## begin Entries shown

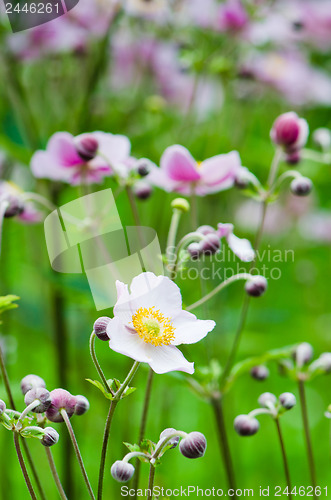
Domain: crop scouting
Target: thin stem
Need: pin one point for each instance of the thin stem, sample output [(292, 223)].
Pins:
[(304, 414), (151, 482), (142, 428), (221, 286), (96, 363), (77, 451), (223, 442), (55, 474), (285, 462), (22, 464)]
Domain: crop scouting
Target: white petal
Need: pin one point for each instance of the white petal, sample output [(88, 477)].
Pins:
[(168, 358), (241, 247), (189, 329)]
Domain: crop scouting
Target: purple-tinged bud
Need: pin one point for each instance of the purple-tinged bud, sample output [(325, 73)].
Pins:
[(256, 286), (2, 406), (301, 186), (193, 445), (86, 147), (82, 405), (246, 426), (50, 437), (194, 249), (122, 471), (61, 400), (303, 354), (167, 432), (287, 400), (100, 328), (266, 399), (142, 190), (40, 394), (260, 372), (32, 382), (290, 131), (210, 244), (206, 230)]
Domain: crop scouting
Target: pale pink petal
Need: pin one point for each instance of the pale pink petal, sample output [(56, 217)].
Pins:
[(241, 247), (179, 164), (189, 329)]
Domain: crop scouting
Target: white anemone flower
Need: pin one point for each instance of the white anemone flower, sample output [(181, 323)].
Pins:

## end Entries shown

__What to work on__: Lay out the listing, from its start down through the line containing "[(168, 358), (241, 247), (189, 329)]", as a two-column CSV with the columns "request" and "pins". Give one row per record, put its request text and its answer each in a single quoted field with line breaks replaced by spaces, and omit the pictures.

__Exercise solution__:
request,pins
"Domain: crop scouting Target: thin stem Need: pin one point for each instance of the thin stem, sample output [(292, 223)]. Pins:","[(304, 414), (151, 482), (142, 428), (221, 286), (96, 363), (77, 451), (223, 442), (55, 474), (285, 462), (22, 464)]"
"Domain: crop scouting Target: white petal Need: pin one point for each instance of the white petal, sample output [(88, 477)]. Pins:","[(168, 358), (241, 247), (189, 329)]"